» **ASSIGNMENT**: Wherever the string "tally" appears in the records, return the line that holds it.

» **RECORDS FOR THIS TASK**:
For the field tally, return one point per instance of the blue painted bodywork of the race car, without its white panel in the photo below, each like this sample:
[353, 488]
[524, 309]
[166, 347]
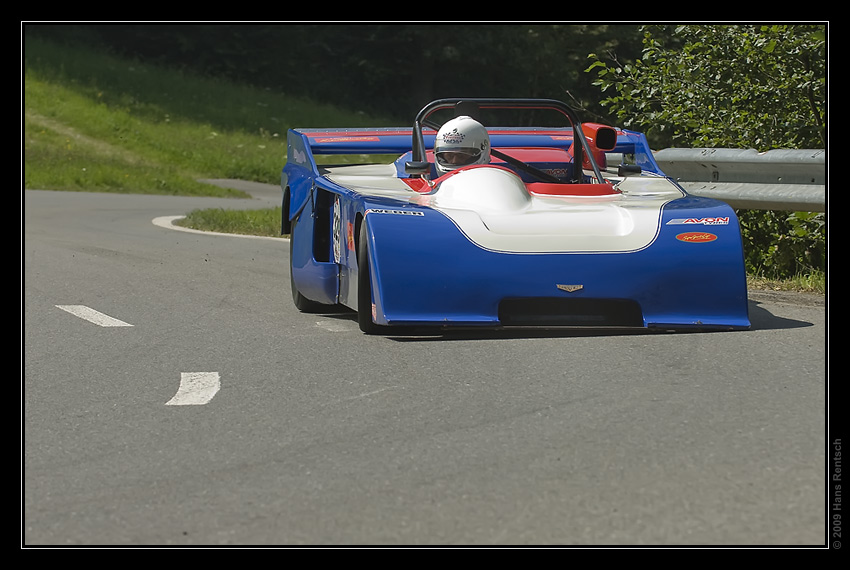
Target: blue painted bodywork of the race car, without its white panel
[425, 271]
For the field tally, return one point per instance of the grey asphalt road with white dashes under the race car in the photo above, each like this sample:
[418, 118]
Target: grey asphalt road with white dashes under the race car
[209, 411]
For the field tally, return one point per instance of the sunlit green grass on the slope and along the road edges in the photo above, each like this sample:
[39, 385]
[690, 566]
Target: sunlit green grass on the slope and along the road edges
[97, 123]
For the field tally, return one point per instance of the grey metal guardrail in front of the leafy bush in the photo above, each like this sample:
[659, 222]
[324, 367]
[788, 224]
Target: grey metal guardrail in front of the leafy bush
[790, 180]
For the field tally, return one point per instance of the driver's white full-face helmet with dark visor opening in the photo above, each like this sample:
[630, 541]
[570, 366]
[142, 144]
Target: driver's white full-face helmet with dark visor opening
[460, 142]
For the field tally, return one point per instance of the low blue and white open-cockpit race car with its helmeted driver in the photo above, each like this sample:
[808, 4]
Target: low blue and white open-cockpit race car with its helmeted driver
[506, 212]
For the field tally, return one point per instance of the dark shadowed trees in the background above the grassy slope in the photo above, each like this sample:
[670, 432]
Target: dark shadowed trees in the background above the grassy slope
[388, 69]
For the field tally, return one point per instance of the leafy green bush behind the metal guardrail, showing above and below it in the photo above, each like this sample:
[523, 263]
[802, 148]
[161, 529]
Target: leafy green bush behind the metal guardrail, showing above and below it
[732, 86]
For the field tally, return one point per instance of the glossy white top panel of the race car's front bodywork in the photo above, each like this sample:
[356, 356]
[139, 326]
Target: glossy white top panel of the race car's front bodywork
[493, 208]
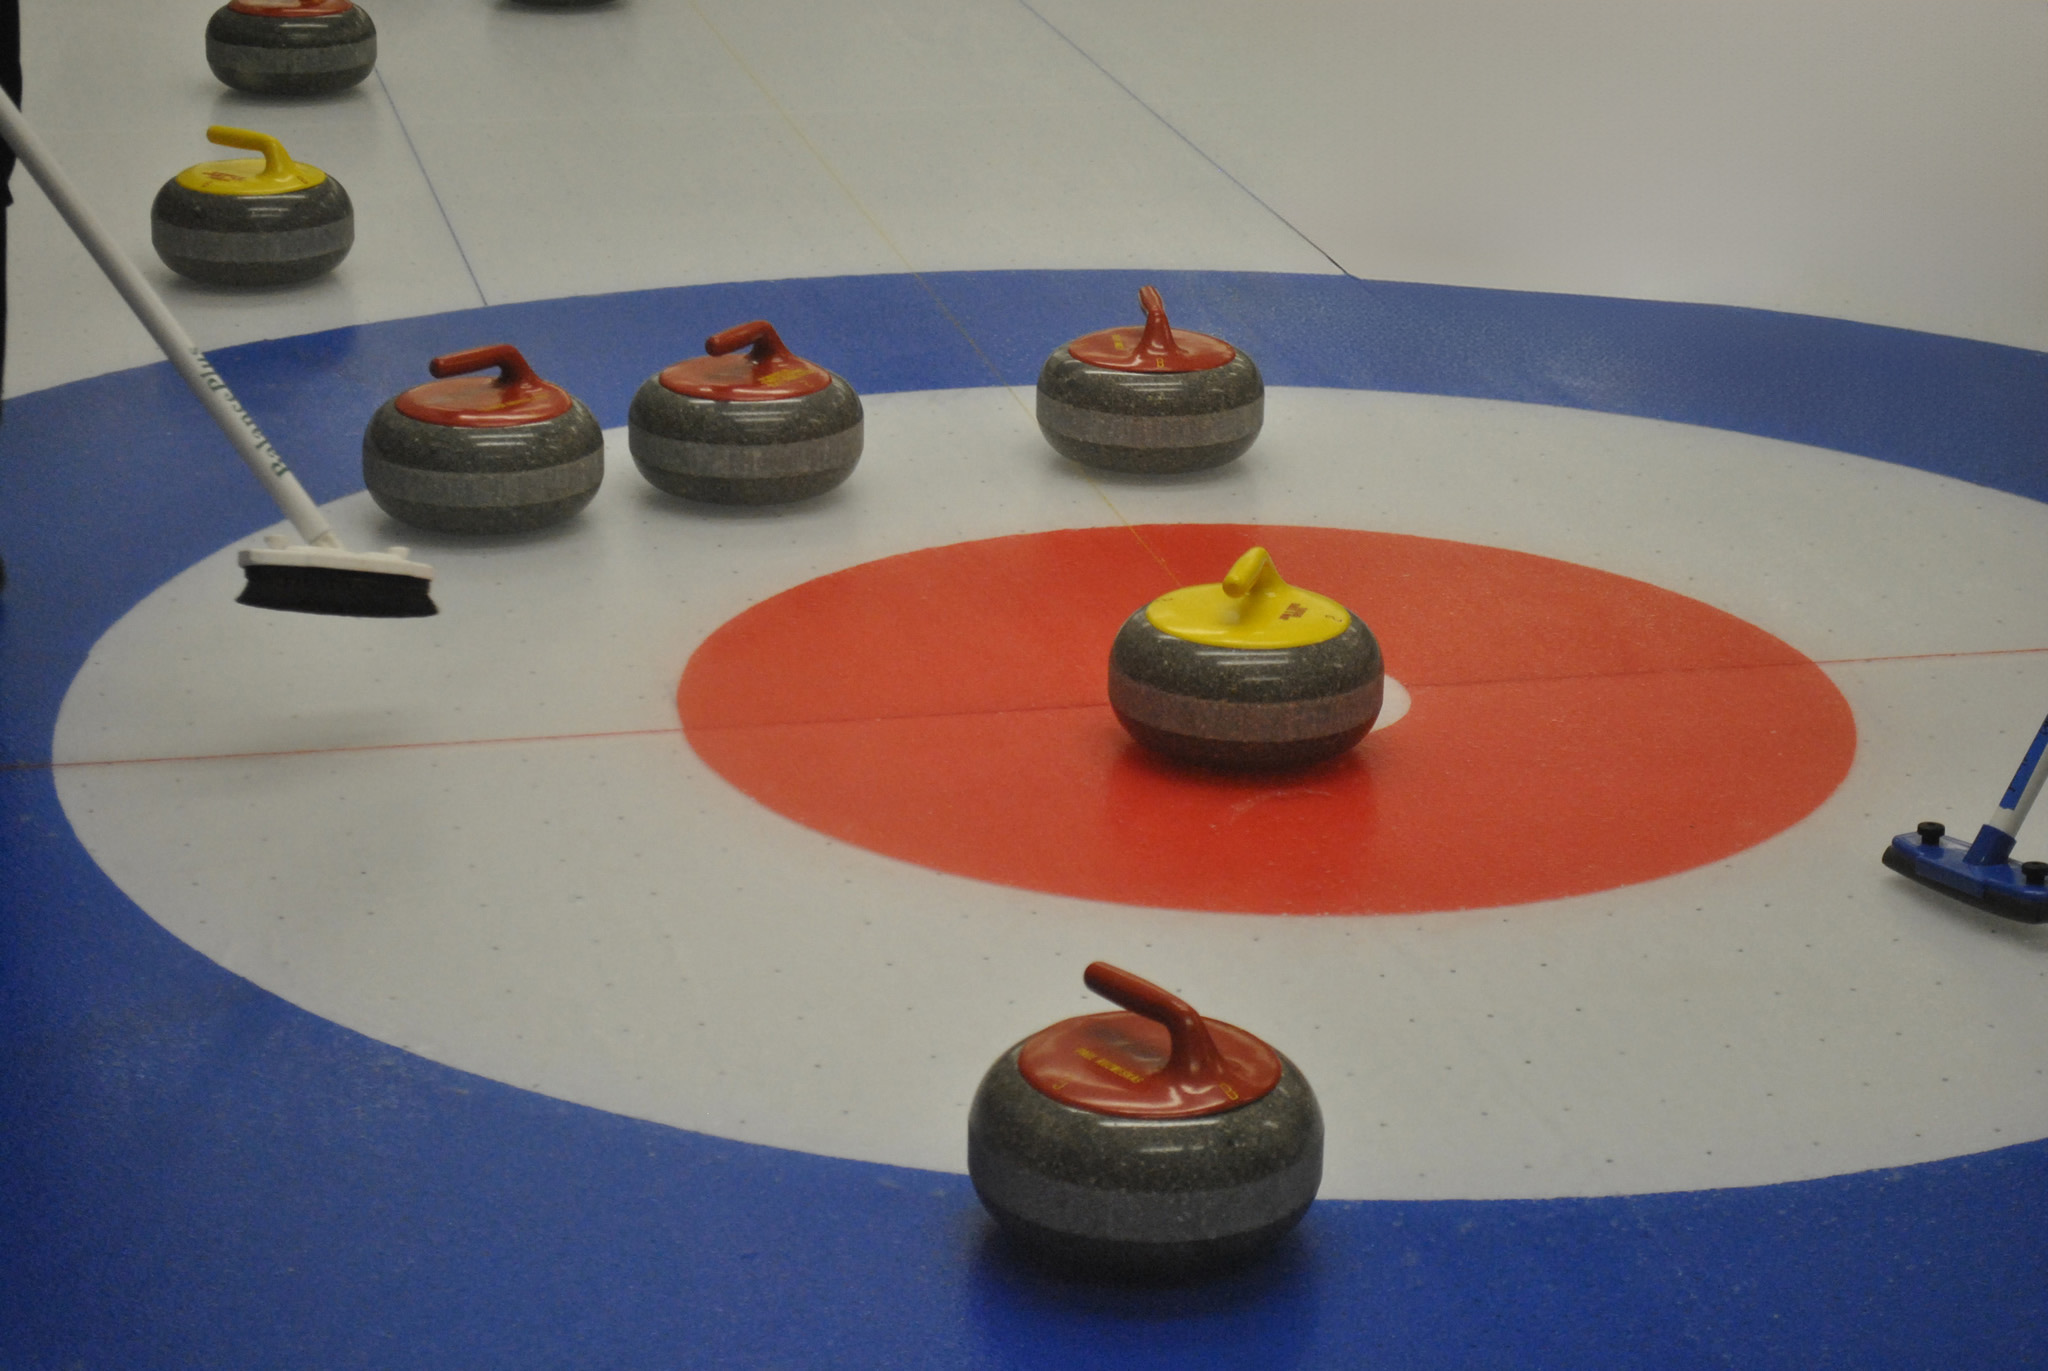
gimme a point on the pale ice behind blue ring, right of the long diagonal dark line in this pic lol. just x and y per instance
(1881, 161)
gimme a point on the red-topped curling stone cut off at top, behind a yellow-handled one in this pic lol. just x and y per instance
(292, 46)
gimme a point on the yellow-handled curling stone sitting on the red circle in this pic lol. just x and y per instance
(1246, 675)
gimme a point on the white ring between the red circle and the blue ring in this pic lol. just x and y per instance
(554, 892)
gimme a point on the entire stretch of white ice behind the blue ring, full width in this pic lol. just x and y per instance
(1879, 161)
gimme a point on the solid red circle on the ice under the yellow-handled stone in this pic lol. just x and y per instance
(1572, 731)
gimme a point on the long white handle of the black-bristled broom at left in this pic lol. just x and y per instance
(183, 354)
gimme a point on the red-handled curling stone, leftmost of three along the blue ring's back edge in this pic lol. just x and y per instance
(476, 454)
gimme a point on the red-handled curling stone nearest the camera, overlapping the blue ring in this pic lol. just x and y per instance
(1146, 1145)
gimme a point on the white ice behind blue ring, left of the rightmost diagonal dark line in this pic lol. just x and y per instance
(511, 153)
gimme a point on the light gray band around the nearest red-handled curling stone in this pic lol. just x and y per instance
(1166, 1216)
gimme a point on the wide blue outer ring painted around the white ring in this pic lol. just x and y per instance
(196, 1173)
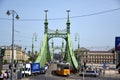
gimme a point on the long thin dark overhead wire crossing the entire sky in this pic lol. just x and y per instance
(97, 13)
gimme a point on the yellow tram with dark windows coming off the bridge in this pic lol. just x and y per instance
(63, 69)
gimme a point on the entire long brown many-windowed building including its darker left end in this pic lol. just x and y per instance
(96, 57)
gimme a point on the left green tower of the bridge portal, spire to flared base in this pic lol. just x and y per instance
(44, 55)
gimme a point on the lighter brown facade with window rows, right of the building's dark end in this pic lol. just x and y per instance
(98, 57)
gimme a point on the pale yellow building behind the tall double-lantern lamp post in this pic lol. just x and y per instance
(19, 54)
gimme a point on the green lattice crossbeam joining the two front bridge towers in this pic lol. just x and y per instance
(57, 33)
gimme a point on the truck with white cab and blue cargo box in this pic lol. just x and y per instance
(30, 69)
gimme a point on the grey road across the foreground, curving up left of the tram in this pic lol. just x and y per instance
(109, 75)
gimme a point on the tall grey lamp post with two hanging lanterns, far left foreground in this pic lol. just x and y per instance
(13, 13)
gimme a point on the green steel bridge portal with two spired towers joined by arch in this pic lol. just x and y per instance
(45, 54)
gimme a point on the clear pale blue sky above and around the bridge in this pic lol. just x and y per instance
(95, 22)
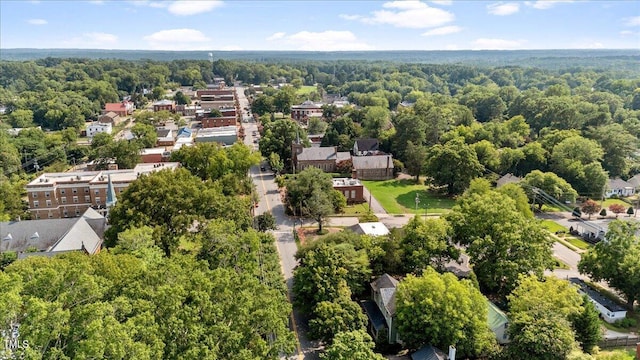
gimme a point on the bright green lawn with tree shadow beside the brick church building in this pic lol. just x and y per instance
(399, 197)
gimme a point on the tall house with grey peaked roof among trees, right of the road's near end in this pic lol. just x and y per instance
(381, 311)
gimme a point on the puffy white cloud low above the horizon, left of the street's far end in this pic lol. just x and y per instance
(178, 39)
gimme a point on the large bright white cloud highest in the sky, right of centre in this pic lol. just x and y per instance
(406, 14)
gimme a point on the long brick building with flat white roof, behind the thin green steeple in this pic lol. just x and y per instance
(62, 195)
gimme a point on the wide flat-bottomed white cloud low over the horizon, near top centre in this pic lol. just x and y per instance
(330, 40)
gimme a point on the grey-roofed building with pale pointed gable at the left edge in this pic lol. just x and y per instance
(53, 236)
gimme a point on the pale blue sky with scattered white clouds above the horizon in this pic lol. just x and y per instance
(320, 25)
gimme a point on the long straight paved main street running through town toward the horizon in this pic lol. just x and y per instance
(270, 202)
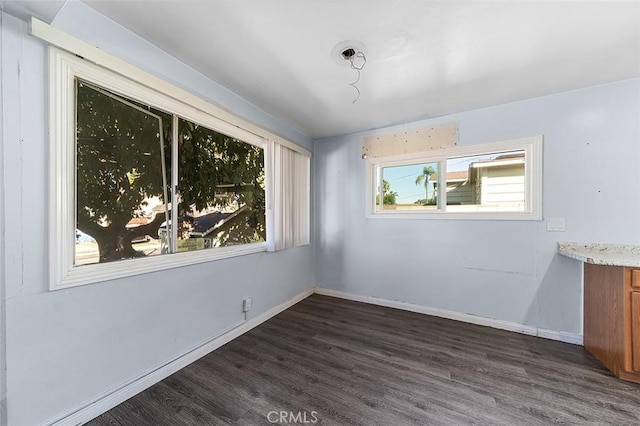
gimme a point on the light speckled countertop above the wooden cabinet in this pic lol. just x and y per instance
(602, 254)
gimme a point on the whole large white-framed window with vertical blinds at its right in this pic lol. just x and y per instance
(142, 181)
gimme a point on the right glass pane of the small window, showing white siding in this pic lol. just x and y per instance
(489, 182)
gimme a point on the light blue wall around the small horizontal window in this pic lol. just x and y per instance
(505, 270)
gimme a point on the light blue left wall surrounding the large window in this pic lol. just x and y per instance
(66, 348)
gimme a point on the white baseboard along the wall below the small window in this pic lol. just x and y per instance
(562, 336)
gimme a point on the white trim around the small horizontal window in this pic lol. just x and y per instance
(533, 181)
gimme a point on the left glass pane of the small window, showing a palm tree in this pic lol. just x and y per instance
(407, 187)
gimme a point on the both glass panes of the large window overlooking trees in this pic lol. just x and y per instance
(123, 182)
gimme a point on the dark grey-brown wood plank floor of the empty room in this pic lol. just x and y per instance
(342, 363)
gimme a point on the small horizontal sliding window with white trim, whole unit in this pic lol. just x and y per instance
(489, 181)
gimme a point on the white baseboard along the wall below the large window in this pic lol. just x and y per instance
(117, 396)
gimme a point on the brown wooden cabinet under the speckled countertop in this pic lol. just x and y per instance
(612, 318)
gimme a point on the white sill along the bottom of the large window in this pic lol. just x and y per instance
(95, 273)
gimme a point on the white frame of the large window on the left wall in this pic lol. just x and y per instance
(64, 69)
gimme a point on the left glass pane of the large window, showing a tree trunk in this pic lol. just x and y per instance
(121, 152)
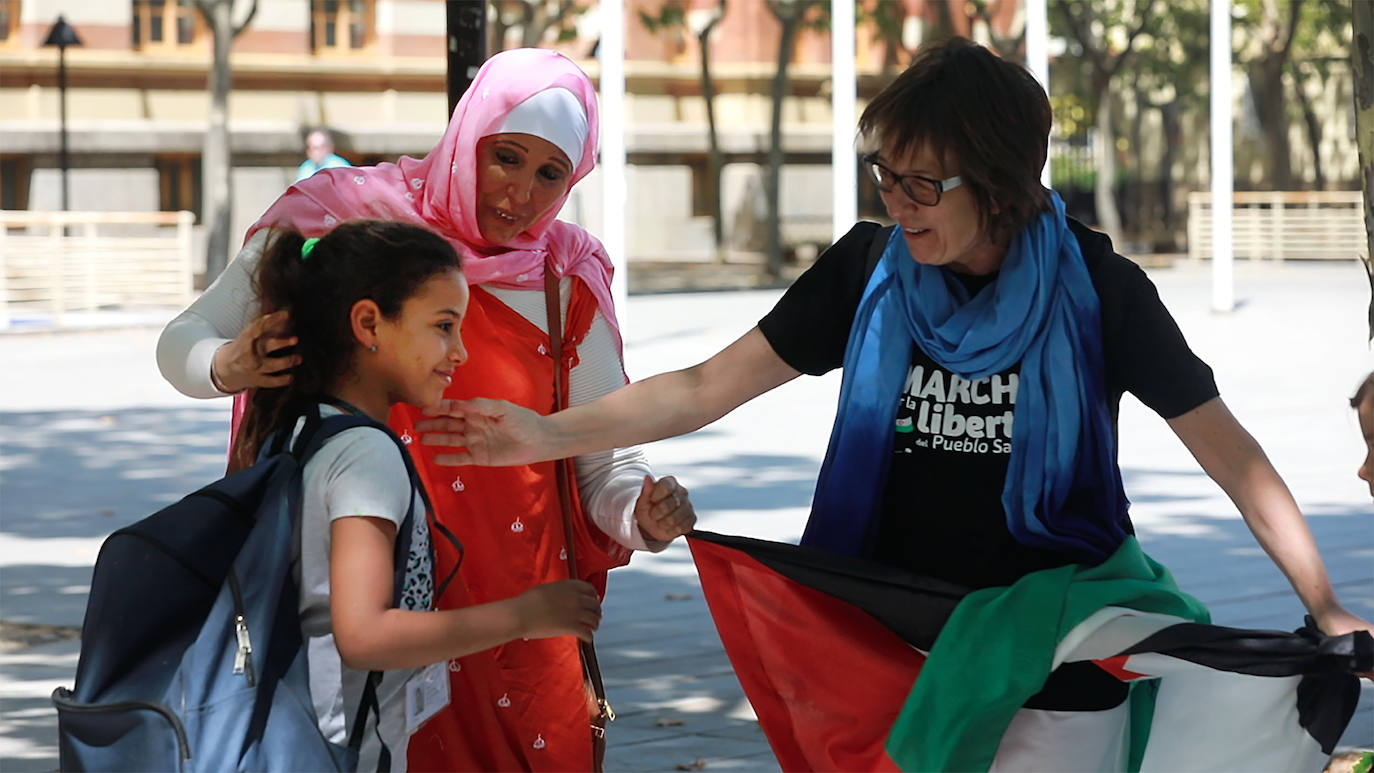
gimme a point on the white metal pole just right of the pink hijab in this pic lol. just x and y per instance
(612, 56)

» **EXERCISE RESPONSE**:
For the field tally, return one point per instance of the blue painted bodywork of the race car, without its white panel in the photo below, each like this sample:
For the field tally, return one point per instance of the grey asphalt road with white dashes under the race car in the photo above, each like this sample:
For the field tally, return one point per instance of the sunlit green grass on the slope and along the road edges in the photo above, each like this sample:
For the field tally, return one point per instance of the grey metal guardrail in front of the leafy bush in the photo above, each like this sample:
For the field tally, return one point per instance of the driver's white full-face helmet with dark visor opening in the photo above, each like this sample:
For the field tally, return one point per instance of the low blue and white open-cockpit race car with its helmeted driver in the photo above, each like this sample:
For the field tally, return one point per instance of the dark shadowed trees in the background above the grassy slope in the photo above, each like this sample:
For the field tally, return one point per instance of the leafy green bush behind the metal guardrail, showing above and below it in the photo above, each like this sample:
For the field tally, return one point per instance of the glossy white top panel of the race car's front bodywork in the photo above, each like this sample:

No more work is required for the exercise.